● Written instruction: Update the entries below by replacing every "detector" with "locator", and reproduce them with everything else left unchanged.
— START OF Source records —
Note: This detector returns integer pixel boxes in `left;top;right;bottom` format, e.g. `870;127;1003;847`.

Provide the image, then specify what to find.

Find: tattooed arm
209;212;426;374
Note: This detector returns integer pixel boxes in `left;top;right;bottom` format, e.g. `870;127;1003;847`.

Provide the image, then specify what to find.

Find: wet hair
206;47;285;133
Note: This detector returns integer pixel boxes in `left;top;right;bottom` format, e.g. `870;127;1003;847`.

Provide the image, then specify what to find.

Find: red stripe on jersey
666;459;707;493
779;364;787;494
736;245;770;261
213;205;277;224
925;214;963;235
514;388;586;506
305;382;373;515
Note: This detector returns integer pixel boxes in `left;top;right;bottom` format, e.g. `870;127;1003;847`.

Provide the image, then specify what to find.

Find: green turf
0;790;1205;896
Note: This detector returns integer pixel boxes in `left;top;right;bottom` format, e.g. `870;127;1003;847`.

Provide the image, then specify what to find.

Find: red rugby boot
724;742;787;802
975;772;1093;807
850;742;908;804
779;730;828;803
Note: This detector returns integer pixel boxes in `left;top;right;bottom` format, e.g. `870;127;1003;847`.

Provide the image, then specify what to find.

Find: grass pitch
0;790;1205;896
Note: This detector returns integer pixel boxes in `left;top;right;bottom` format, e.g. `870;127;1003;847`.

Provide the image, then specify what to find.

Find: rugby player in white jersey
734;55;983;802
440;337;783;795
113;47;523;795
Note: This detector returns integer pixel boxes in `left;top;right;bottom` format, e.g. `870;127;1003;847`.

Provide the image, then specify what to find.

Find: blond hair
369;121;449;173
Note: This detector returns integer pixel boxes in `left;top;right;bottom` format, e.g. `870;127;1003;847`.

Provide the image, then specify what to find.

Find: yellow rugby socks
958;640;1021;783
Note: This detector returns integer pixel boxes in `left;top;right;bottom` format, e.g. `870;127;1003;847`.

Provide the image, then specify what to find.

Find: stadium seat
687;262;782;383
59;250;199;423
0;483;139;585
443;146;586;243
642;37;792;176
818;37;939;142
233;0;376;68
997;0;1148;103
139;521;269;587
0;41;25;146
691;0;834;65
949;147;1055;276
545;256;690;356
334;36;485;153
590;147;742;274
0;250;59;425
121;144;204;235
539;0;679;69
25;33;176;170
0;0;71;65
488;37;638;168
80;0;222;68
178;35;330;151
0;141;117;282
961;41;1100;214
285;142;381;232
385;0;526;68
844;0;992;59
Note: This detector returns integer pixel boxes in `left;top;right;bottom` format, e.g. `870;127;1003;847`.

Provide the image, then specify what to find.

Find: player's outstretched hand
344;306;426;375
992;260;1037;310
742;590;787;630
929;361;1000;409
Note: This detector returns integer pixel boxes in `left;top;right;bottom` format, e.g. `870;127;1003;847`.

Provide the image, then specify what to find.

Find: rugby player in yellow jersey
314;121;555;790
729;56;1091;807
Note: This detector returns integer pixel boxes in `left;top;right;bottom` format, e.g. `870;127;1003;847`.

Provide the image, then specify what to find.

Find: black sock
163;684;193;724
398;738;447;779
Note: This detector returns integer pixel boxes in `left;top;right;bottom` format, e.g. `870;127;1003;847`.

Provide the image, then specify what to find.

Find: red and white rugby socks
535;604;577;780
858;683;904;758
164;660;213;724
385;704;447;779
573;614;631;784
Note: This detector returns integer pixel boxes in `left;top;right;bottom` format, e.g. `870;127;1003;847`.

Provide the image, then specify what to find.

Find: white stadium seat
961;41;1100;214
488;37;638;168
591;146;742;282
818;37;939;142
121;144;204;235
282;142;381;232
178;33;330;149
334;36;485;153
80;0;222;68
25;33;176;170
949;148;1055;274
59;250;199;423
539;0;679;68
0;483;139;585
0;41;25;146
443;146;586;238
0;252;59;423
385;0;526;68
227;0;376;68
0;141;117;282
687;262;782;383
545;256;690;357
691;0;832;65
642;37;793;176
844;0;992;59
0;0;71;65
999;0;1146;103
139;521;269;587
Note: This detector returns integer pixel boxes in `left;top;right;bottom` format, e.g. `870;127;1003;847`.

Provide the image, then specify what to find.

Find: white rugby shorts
— END OF Source records —
● Result for this task:
Note: This locator returns integer pixel boxes in `left;top;right;bottom` format, e.g. `870;127;1003;847`.

Provide the image, then specify what to find.

Find: tattooed arm
209;212;426;374
Note: This locator returns integer pixel boxes in `left;top;right;bottom` format, e.g. `870;127;1003;847`.

Provide the image, then specify what to find.

Find: wet hair
206;47;285;133
Note: This locator returns integer pixel boxes in `left;top;right;bottom` format, e.g. `870;127;1003;847`.

Provide the image, then specify what to find.

Find: red stripe on jersey
666;459;707;493
779;364;787;494
736;245;770;261
213;205;277;224
925;214;963;235
514;388;586;506
305;382;373;515
Note: This locator returns integer pixel boxes in `left;top;right;bottom` format, e.g. `870;127;1003;847`.

Provide the image, then specify what to find.

Find: green turf
0;790;1205;896
Note: This locator returns integer pixel boxes in `left;top;right;bottom` format, e.g. `870;127;1003;847`.

Provide the image, then specify what to find.

Find: red rugby boot
724;742;787;802
975;772;1093;807
850;742;908;804
779;730;828;803
Note: This locator returns integer pixel boxes in `left;top;right;bottom` format, e.g. `870;127;1003;847`.

Provide the image, then specify what to find.

Find: grass pitch
0;790;1205;896
Note: This locator returns integer pixel boxes in `left;top;right;bottom` format, e.g. `870;127;1003;847`.

Provide the image, then specify what to find.

Find: rugby player in white jersey
734;55;983;802
440;337;783;795
113;47;523;795
Note: This locator returns integer pixel boxes in `left;top;right;bottom` format, e.g. `870;127;1003;847`.

Provide the image, then specify what to find.

Find: blond hair
369;121;449;173
Note: This locator returns integer pixel boxes in `left;top;right;bottom` format, e.g. `870;127;1003;847`.

Provide the image, then specify what to find.

Find: yellow rugby socks
958;640;1021;783
Note: This locator returns integer pixel boxes in `left;top;right;bottom` format, e.g. `870;127;1003;847`.

Provide the image, then specify what to find.

Find: stadium seat
687;262;782;383
59;250;199;423
0;483;139;585
443;146;586;243
642;37;792;176
818;37;939;142
233;0;376;68
997;0;1148;103
139;521;269;587
0;41;25;146
691;0;834;65
949;147;1055;276
545;256;690;356
334;36;485;153
590;147;742;274
0;250;59;425
121;144;204;235
539;0;679;69
25;33;176;170
0;0;71;65
488;37;638;168
80;0;222;68
178;35;330;151
0;141;117;282
961;41;1100;214
285;142;381;232
385;0;526;68
844;0;992;59
Note: This locator returns integer pixel boxes in `left;top;right;bottom` format, e.g. `870;127;1003;847`.

Provide the image, then specify what to find.

Find: player's outstretched hand
344;306;426;375
992;260;1037;310
742;590;787;630
929;361;1000;409
Note: This locator returns integer pixel boxes in `left;top;right;bottom` format, e.g. `870;127;1003;847`.

Provide the image, then specify what to find.

Find: rugby player in yellow jersey
314;121;555;790
729;56;1091;807
Note: This locator returns integer pixel boxes in `left;top;right;bottom` format, e.g. `870;127;1003;847`.

Provide the image, then specify what to find.

Find: black sock
163;684;193;724
398;738;447;779
Note: This locator returns integer pixel boxes in `left;top;right;bottom` format, e.g. `870;127;1003;847`.

Provide the image, then specify what to find.

Find: red and white rugby socks
535;604;577;780
858;683;904;758
164;660;213;724
385;704;447;779
573;614;631;784
Note: This locator returns integer pixel boxes in `left;top;right;bottom` format, e.g. `870;127;1003;847`.

Provide the image, then specify what to find.

Find: white stadium seat
961;41;1100;214
488;37;638;168
591;146;742;282
818;37;939;142
121;144;204;235
282;142;381;232
178;33;330;149
334;36;485;153
80;0;222;68
25;33;176;170
949;148;1055;274
59;250;199;423
539;0;679;68
0;483;139;585
0;41;25;146
443;146;586;238
0;252;59;423
385;0;526;68
227;0;376;68
0;141;117;282
687;262;782;383
545;256;690;357
691;0;832;65
642;37;793;176
844;0;992;59
0;0;71;65
999;0;1146;103
139;521;269;587
Note: This locator returns integer pixel boxes in `left;top;right;bottom` format, e.g. `870;127;1003;847`.

Provide the image, then specify what to find.

Find: white rugby shorts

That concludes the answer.